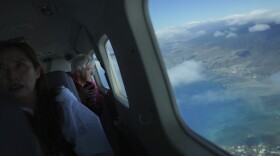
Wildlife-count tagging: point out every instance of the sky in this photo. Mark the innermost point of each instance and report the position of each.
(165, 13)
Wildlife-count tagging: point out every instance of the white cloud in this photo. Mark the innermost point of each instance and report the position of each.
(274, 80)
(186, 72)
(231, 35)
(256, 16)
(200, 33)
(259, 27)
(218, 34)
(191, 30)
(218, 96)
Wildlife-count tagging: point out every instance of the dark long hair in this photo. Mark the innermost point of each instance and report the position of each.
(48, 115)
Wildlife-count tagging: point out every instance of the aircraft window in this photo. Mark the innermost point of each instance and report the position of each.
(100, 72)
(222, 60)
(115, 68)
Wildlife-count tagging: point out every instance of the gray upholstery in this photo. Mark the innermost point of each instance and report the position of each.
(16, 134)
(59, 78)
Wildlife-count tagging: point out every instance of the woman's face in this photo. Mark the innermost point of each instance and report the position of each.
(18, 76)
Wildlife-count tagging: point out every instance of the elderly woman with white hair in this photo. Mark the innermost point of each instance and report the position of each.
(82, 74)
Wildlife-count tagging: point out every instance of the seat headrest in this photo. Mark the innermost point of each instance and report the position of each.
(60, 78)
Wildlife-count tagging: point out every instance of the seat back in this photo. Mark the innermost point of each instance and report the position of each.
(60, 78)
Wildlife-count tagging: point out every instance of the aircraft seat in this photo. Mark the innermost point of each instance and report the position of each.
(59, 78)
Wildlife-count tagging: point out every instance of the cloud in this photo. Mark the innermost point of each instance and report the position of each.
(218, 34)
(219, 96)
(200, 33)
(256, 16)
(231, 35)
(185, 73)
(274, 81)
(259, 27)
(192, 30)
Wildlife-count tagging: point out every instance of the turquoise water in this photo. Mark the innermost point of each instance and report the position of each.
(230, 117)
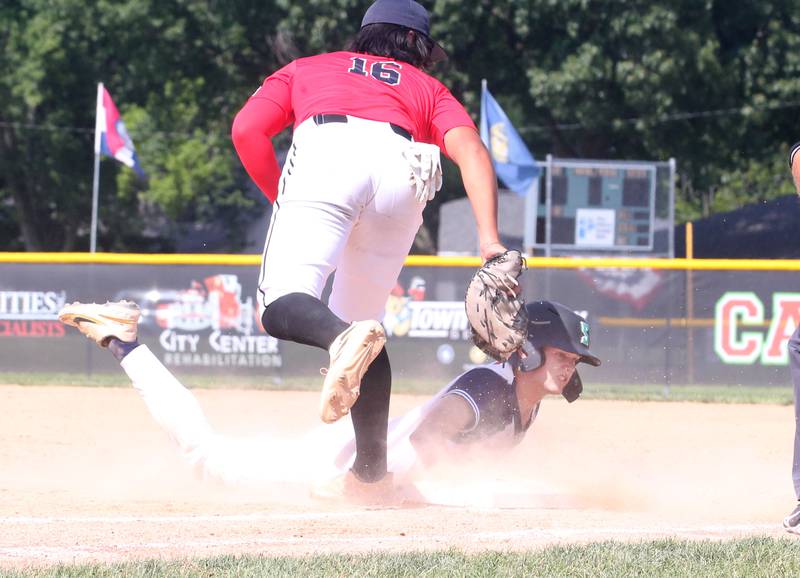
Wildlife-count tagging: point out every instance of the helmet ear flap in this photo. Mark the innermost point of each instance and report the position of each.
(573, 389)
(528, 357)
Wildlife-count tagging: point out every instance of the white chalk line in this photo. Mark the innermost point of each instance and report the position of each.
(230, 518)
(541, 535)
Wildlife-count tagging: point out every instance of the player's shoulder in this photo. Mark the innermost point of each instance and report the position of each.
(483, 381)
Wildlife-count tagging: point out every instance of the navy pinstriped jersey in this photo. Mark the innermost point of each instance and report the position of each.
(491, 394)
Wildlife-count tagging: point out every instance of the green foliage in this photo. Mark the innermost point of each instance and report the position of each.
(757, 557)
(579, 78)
──────────
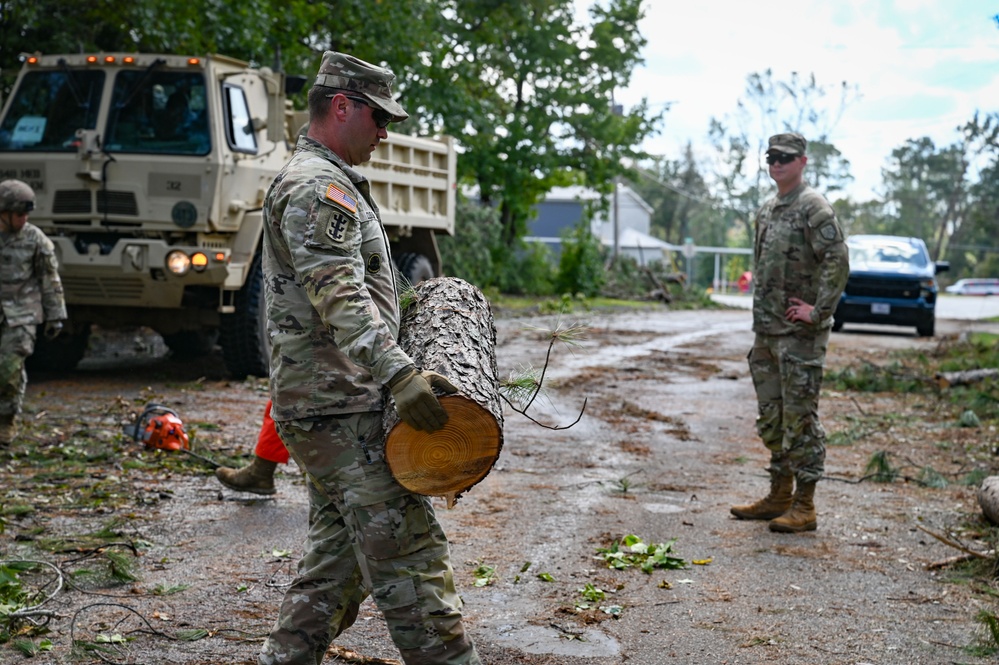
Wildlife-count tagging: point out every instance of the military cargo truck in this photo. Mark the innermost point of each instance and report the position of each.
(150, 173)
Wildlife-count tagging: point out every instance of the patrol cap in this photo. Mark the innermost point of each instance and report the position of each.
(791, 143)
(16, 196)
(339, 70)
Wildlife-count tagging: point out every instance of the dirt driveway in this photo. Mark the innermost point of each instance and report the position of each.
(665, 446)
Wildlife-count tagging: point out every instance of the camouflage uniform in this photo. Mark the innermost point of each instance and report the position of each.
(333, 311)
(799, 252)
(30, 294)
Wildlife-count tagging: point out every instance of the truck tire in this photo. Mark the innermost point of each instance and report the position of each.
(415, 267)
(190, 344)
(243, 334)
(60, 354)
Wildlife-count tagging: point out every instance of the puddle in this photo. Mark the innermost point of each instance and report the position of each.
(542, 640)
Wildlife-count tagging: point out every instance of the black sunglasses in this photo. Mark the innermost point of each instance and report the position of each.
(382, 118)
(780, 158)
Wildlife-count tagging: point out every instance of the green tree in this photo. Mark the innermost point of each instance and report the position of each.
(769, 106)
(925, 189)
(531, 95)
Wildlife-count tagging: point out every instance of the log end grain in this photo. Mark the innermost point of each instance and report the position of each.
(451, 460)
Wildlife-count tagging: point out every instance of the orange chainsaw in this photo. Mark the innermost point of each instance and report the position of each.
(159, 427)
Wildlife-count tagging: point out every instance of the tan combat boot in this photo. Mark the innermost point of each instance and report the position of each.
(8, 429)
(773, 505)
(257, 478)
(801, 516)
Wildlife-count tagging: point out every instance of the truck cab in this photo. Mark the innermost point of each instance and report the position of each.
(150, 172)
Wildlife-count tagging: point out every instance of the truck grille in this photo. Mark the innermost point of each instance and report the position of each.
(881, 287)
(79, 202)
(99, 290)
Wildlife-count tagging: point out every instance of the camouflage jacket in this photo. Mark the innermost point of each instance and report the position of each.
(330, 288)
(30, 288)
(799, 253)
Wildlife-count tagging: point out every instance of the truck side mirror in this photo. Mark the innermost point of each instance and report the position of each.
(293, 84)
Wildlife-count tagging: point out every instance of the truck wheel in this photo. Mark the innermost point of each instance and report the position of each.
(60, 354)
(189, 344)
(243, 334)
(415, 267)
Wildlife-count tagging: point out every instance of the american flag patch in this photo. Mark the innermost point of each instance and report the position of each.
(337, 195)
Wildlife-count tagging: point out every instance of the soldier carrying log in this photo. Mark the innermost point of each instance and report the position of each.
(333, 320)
──────────
DO THIS
Pull out each line of the listing above that contains the word "truck", and copy those lines unchanged.

CORRECT ANSWER
Wildlife-count tagging: point out every instance of the military cargo truck in this photo. Mark the innermost point of each instance and report the position of each.
Wildlife-count tagging: point out every instance of the truck tire in this photo. Mark the innermost point of each instance and report the position of each.
Wildlife-count tagging: point out every instance of the truck cab in this photo. Mark the innermost point of each instance and report the position of each.
Wildlife-count tagging: point out every instance of the truck grille in this photo. Mark the innermost point of each instance and report the position of each.
Wildlife-count tagging: point out every instance of the truck side mirror in this photo. Mark the innermost point of each instance and report the position of each.
Wildlife-count tagging: point out every instance of the truck wheel in this photo. Mark the innermost point of each instance and report the position of each.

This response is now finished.